**Exercise prompt**
In the article about frequent fliers' expectations below, translate this sentence into Spanish: "The answer: that was apparently only part of the equation."

**Supplied passage**

Maintaining Perspective in Life: Do Frequent Fliers Need to Adjust Expectations?
“A n announcement was released during the investor relations presentation of Delta Air Lines yesterday that within the next eight months, seven seats will be removed from the Business Elite cabin of its fleet of Boeing 777-200 aircraft and replaced with 30 seats in the economy class cabin” is what I wrote in this article which was posted on Thursday, December 12, 2013. “This, of course, elicited the response by some FlyerTalk members that this news negates the perceived benefits announced two days ago with the introduction of Global Upgrades and Regional Upgrades, of which there will supposedly be fewer opportunities to use these upgrade instruments.”
I then asked: “Does it?”
The answer: that was apparently only part of the equation.
Along with a number of other changes implemented over recent years, René de Lambert of Delta Points points out in this article posted yesterday the lament of how the upgrades to the premium class cabin of Medallion elite status members of the Delta Air Lines SkyMiles frequent flier loyalty program “will suffer more than ever.”

**Available data**
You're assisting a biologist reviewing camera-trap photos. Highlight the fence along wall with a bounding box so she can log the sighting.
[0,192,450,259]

**Exercise response**
La respuesta: aparentemente, eso era solo una parte de la ecuación.